Exercise text
────

A novel, homozygous mutation in GFI1B causing inherited thrombocytopenia with Glanzmann-like platelet dysfunction

• References

Introduction Inherited platelet disorders (IPD) are rare. To date mutations in around 80 genes have been identified as causes of IPD with heterogeneous clinical manifestations [1] [2]. Recognizing IPD can be difficult but is advisable in order to provide patients with proper counseling and treatment in bleeding situations [3]. Novel mutations are frequently found and require an accurate platelet diagnostic work-up to confirm their clinical relevance and pathogenic role [4]. We report a female patient with lifelong hemorrhagic diathesis.

Method Clinical assessment, platelet phenotyping by flow-cytometry, immunofluorescence microscopy, standard aggregometry, DNA analysis as well as a platelet reactive antibody screening using MAIPA were performed.

────

Given entries
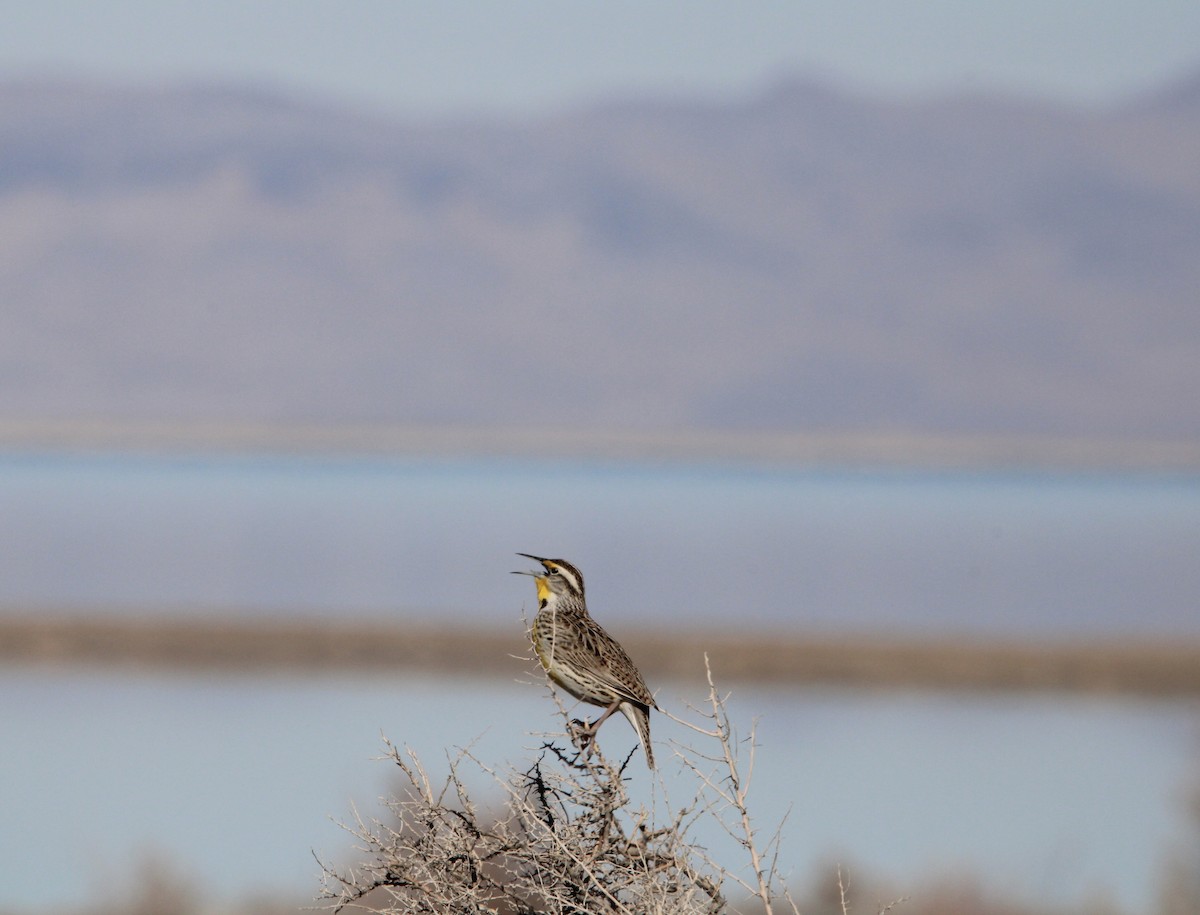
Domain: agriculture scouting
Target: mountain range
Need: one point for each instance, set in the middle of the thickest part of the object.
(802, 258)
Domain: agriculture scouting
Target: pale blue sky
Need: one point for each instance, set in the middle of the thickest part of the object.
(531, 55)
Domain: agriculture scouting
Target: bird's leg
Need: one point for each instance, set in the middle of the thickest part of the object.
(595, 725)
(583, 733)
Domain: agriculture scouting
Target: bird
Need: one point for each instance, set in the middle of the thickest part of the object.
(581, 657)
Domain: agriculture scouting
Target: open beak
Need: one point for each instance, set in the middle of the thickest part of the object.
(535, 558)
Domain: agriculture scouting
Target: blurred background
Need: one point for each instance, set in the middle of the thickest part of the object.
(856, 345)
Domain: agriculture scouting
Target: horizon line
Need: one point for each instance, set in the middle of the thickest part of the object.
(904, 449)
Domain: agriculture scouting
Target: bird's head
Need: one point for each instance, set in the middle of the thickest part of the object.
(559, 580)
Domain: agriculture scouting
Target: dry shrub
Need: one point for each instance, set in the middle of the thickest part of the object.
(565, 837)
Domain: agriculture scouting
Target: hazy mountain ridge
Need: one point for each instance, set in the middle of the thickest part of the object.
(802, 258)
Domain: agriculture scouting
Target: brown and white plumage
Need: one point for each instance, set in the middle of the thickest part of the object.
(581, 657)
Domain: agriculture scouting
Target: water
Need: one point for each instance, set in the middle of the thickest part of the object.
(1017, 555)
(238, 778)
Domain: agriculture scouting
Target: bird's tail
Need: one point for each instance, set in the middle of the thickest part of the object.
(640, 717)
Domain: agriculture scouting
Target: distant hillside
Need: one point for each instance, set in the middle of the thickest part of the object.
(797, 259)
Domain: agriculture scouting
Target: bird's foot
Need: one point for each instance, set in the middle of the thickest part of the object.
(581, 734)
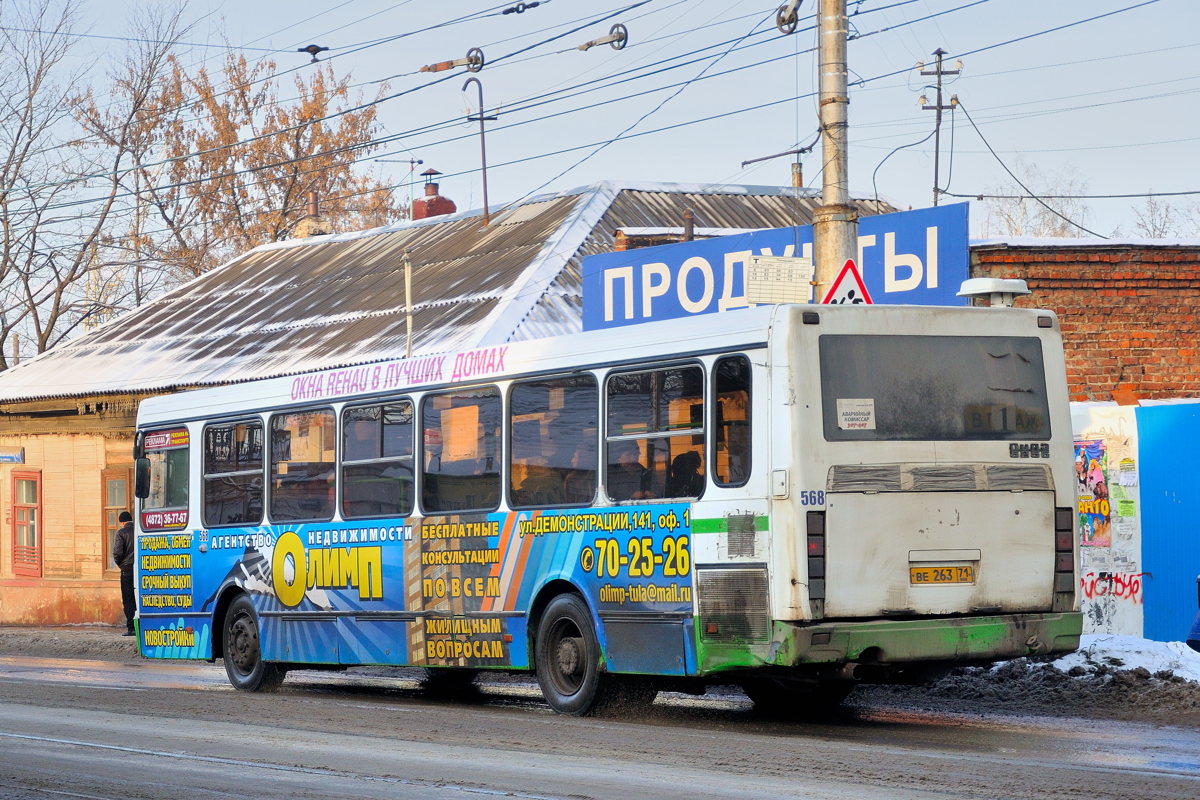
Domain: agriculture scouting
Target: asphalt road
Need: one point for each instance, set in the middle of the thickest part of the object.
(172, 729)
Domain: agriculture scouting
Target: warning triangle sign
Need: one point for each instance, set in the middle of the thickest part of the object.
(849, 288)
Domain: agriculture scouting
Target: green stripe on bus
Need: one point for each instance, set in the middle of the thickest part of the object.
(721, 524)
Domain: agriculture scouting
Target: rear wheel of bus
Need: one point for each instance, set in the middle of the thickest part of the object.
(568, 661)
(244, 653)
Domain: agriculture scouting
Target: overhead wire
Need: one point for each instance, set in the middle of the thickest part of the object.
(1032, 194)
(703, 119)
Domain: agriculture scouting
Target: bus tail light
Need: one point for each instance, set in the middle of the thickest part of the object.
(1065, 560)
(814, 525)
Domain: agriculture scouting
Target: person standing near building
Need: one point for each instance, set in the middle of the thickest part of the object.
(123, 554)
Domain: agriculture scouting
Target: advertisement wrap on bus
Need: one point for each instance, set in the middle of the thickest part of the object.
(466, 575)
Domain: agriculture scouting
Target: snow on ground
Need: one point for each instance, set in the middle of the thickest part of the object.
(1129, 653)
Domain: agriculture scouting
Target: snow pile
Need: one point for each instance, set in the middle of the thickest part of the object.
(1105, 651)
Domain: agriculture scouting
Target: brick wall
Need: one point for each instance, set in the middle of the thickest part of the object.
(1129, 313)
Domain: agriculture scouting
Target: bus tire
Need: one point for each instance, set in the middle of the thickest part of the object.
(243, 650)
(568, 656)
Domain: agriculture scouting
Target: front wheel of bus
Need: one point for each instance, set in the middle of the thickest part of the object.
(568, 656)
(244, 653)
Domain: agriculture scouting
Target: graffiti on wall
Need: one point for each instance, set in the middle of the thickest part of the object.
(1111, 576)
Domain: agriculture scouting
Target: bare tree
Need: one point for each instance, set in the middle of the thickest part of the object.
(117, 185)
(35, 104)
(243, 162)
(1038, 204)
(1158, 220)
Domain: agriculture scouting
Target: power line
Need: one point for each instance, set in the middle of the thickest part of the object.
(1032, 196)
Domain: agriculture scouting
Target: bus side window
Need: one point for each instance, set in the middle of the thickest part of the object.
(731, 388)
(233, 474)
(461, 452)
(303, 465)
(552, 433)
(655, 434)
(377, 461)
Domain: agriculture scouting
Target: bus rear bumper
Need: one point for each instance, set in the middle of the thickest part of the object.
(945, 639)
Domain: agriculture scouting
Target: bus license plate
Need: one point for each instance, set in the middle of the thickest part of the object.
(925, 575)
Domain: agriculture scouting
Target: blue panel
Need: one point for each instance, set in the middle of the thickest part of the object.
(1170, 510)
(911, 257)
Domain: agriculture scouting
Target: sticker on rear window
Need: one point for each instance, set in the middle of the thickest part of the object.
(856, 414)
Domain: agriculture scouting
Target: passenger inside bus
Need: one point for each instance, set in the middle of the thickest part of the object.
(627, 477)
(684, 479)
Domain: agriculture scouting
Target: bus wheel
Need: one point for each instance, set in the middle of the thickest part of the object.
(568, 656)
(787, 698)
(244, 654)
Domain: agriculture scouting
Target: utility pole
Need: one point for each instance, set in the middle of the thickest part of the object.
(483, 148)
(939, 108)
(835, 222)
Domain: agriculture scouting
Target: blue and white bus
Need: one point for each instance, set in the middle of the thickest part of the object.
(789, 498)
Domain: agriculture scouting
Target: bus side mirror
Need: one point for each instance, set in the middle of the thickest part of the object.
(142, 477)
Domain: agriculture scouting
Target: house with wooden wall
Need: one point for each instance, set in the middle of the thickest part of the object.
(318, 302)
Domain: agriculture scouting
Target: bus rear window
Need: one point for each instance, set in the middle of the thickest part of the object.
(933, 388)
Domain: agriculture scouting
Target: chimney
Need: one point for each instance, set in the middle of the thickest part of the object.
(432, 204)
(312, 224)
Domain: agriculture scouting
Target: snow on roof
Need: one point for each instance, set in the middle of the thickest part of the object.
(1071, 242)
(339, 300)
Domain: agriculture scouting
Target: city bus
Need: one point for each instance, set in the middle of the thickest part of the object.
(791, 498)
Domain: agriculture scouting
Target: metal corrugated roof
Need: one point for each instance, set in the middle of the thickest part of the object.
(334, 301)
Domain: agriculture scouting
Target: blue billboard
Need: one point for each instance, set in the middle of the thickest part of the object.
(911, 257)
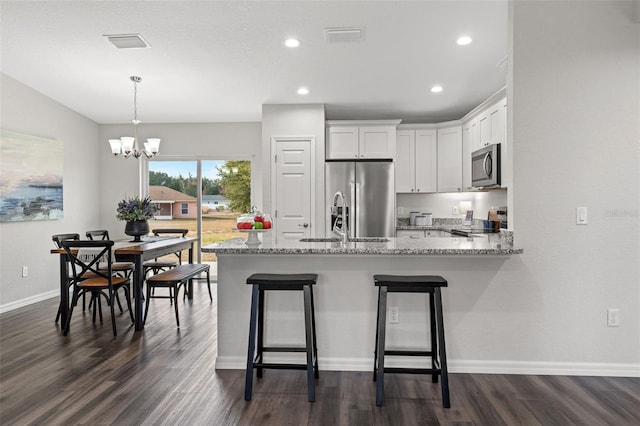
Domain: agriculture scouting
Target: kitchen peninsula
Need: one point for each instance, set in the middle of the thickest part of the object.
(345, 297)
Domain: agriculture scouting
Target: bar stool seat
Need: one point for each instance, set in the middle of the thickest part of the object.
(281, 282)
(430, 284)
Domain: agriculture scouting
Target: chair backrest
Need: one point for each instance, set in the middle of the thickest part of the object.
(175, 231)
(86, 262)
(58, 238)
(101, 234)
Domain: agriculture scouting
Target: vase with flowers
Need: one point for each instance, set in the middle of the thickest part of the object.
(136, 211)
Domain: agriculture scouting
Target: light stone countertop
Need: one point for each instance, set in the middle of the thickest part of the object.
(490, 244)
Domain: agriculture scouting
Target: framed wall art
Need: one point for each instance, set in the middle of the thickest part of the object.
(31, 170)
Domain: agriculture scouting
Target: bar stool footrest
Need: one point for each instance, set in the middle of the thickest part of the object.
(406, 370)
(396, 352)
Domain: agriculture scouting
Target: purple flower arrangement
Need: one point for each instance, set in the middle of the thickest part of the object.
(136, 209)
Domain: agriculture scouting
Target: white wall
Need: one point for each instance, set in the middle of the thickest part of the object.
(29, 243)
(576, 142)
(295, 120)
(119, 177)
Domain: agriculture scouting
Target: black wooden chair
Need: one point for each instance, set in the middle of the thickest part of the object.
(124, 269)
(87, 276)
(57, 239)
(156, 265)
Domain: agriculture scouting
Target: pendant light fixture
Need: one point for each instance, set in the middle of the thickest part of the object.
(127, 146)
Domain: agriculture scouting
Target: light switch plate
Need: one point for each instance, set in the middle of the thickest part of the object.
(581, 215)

────

Task item
Answer these questions from the report on the GFI1B mutation:
(a) In about how many genes have mutations been identified as causes of inherited platelet disorders?
(b) What kind of patient does the report describe?
(c) Which screening was carried out using MAIPA?

Your solution
(a) Around 80 genes.
(b) A female patient with lifelong hemorrhagic diathesis.
(c) A platelet reactive antibody screening.